- [Exercise requirements]:
a - Copy the pellet rifle thread from "## Fishtexx (Jun" up to and including "(Mar 15, 2005)", but swap "raking leaves" for "mowing lawns".
b - Transcribe the entries from the line with "If you could indicate the swimming" up to and including the line with "point(453, 399)", reproducing those lines unchanged.

# Anyone hunt with a Pellet Rifle?



## SuperflyMD (Sep 26, 2009)

I picked up a .22 caliber air rifle to take care of some raccoons that have been harassing my kids' cats, but it's kind of fun to shoot. It seems like a great way to get my girls out in the rough without too much noise to scare them off.

I was disappointed to find out it wouldn't be legal to take dove or squirrel with it. I can, apparently, shoot rabbits and ground squirrels. Not sure what else.

Anyone else doing this? What are you hunting for? Are there any edible birds you can take with an air rifle?


----------



## Paul Marx (Nov 13, 2009)

Are you sure you can shot Squirrels ?


----------



## Mojo281 (Sep 7, 2006)

PM JohnnyQuest... He is a pellet gun hunting machine!


----------



## Fishtexx (Jun 29, 2004)

My son just bought a Stoeger X-10 with the money he made raking leaves. I don't expect him to hunt with it, just hone his shooting skills and have fun outshooting his dad!


----------



## copperhead (Mar 15, 2005)

- [Excerpted records]:

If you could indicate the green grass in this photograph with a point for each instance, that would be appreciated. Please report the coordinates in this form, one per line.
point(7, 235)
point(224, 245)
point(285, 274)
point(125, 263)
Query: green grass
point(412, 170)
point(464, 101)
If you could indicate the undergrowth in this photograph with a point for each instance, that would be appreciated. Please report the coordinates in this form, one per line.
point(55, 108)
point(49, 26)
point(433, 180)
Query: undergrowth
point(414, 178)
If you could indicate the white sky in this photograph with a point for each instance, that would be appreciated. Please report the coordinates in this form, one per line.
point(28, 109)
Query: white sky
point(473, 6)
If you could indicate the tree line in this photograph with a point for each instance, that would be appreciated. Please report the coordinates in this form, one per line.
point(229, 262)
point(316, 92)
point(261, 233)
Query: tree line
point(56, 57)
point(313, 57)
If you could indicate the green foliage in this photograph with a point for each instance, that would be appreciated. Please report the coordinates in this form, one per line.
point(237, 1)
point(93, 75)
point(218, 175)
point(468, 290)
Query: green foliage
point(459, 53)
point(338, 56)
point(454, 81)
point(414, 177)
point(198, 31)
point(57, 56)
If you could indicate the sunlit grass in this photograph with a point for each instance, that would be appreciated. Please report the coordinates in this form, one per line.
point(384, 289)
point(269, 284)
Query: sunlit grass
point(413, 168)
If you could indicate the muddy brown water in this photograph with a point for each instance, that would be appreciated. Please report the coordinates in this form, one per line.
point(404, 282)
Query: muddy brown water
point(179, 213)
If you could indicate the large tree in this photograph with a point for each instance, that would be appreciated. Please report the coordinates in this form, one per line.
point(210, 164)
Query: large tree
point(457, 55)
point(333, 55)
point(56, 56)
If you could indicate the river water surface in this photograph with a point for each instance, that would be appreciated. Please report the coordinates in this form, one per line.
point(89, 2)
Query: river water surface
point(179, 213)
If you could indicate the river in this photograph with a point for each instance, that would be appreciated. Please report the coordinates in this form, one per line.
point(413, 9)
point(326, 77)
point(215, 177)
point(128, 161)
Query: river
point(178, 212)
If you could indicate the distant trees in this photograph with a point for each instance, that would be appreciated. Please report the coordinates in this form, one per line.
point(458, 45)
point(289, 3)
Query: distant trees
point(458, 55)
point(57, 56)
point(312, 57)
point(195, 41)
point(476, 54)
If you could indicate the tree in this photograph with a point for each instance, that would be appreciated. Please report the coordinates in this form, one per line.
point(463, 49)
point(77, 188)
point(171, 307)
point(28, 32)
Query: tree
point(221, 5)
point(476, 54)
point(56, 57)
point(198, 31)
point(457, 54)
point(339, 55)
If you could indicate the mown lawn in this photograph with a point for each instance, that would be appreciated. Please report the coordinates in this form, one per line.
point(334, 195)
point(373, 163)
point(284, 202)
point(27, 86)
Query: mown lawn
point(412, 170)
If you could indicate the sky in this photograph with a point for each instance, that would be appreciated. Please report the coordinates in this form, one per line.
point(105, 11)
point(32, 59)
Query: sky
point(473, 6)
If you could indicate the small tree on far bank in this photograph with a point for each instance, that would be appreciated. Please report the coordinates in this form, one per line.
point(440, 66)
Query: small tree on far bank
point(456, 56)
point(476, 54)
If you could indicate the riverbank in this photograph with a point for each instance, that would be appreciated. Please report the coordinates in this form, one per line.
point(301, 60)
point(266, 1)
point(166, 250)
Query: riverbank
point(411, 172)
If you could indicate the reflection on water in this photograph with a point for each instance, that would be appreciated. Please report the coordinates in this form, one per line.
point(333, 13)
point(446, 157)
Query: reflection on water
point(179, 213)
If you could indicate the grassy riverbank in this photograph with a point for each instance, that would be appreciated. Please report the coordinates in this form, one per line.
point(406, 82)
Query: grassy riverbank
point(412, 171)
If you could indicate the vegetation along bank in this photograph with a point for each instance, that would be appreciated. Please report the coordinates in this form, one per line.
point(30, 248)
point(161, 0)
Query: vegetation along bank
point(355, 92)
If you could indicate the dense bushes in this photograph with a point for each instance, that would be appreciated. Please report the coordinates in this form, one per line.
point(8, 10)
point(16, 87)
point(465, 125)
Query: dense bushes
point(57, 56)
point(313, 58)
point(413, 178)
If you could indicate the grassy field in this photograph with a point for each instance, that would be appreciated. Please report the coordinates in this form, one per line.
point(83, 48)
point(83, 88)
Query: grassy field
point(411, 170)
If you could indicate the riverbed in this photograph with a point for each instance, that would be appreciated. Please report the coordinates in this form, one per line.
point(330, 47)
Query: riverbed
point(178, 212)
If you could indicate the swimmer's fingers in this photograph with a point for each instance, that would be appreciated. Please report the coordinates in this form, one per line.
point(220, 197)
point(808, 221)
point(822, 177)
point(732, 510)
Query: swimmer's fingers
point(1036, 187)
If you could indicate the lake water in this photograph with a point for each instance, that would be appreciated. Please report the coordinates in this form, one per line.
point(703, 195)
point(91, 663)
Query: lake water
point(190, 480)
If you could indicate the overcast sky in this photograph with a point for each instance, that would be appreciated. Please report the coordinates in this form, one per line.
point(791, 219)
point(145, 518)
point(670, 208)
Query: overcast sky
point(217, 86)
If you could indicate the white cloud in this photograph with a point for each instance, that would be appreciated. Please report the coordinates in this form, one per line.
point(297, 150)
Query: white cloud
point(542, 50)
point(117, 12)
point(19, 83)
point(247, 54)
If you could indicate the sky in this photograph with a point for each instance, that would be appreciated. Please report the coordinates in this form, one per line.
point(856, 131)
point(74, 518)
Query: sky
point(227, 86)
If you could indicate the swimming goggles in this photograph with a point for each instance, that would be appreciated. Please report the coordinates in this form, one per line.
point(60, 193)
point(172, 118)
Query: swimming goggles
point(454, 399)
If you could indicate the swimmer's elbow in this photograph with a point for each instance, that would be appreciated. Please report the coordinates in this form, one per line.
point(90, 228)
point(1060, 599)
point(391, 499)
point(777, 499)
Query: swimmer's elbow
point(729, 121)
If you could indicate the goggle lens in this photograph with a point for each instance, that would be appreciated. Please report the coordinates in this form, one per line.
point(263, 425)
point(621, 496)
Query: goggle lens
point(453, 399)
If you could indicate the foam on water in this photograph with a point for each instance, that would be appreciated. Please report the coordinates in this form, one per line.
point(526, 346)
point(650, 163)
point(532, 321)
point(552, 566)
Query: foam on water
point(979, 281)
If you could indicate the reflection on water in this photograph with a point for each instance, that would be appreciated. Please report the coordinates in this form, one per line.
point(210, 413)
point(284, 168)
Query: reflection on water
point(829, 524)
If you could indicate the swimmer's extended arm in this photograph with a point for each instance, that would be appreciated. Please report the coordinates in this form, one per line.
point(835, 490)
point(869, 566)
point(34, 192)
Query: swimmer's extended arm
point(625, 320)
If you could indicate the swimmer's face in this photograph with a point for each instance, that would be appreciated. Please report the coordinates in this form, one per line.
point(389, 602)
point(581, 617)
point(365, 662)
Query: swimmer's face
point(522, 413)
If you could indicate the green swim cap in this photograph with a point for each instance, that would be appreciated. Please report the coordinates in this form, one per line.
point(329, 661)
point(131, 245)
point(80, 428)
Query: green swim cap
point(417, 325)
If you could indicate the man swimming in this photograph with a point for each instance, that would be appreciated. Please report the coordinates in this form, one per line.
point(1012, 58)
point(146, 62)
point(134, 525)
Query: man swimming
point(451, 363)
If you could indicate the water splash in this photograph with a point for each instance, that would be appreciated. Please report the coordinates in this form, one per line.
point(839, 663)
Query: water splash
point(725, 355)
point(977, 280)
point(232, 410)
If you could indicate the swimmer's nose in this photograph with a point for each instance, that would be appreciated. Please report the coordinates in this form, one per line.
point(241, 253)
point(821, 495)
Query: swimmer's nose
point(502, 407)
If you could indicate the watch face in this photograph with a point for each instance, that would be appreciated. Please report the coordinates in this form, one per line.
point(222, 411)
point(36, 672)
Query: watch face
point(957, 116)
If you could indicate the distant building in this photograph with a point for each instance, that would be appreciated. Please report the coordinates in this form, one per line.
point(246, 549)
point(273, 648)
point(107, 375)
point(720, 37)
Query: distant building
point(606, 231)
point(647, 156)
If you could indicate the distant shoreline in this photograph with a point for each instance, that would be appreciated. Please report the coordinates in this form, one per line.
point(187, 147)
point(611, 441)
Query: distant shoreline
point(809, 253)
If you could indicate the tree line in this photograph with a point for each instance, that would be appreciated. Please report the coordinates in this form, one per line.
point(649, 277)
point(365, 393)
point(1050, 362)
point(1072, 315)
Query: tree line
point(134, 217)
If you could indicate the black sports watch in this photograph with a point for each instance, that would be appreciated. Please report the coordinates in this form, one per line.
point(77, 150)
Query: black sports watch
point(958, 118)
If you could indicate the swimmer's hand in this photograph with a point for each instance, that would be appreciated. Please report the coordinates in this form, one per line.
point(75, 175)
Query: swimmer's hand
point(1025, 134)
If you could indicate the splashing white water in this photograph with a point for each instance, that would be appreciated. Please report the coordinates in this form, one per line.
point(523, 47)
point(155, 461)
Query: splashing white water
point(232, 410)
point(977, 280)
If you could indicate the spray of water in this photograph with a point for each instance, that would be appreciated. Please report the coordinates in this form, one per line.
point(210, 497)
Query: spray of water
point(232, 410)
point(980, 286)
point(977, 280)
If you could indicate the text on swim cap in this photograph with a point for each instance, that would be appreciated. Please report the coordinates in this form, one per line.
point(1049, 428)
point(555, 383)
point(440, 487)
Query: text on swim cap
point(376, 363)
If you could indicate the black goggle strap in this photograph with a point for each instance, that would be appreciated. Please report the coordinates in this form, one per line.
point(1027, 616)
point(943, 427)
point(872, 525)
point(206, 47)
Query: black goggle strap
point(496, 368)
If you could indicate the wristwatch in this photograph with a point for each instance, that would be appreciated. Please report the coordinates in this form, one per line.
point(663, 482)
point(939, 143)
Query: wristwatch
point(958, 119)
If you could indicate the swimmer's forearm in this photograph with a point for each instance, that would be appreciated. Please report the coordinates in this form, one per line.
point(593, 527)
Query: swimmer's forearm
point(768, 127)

- [Answers to each task]:
a -
## Fishtexx (Jun 29, 2004)

My son just bought a Stoeger X-10 with the money he made mowing lawns. I don't expect him to hunt with it, just hone his shooting skills and have fun outshooting his dad!


----------



## copperhead (Mar 15, 2005)

b -
If you could indicate the swimming goggles in this photograph with a point for each instance, that would be appreciated. Please report the coordinates in this form, one per line.
point(60, 193)
point(172, 118)
Query: swimming goggles
point(454, 399)
If you could indicate the swimmer's elbow in this photograph with a point for each instance, that would be appreciated. Please report the coordinates in this form, one per line.
point(90, 228)
point(1060, 599)
point(391, 499)
point(777, 499)
Query: swimmer's elbow
point(729, 121)
If you could indicate the goggle lens in this photograph with a point for each instance, that would be appreciated. Please report the coordinates in this form, one per line.
point(263, 425)
point(621, 496)
Query: goggle lens
point(453, 399)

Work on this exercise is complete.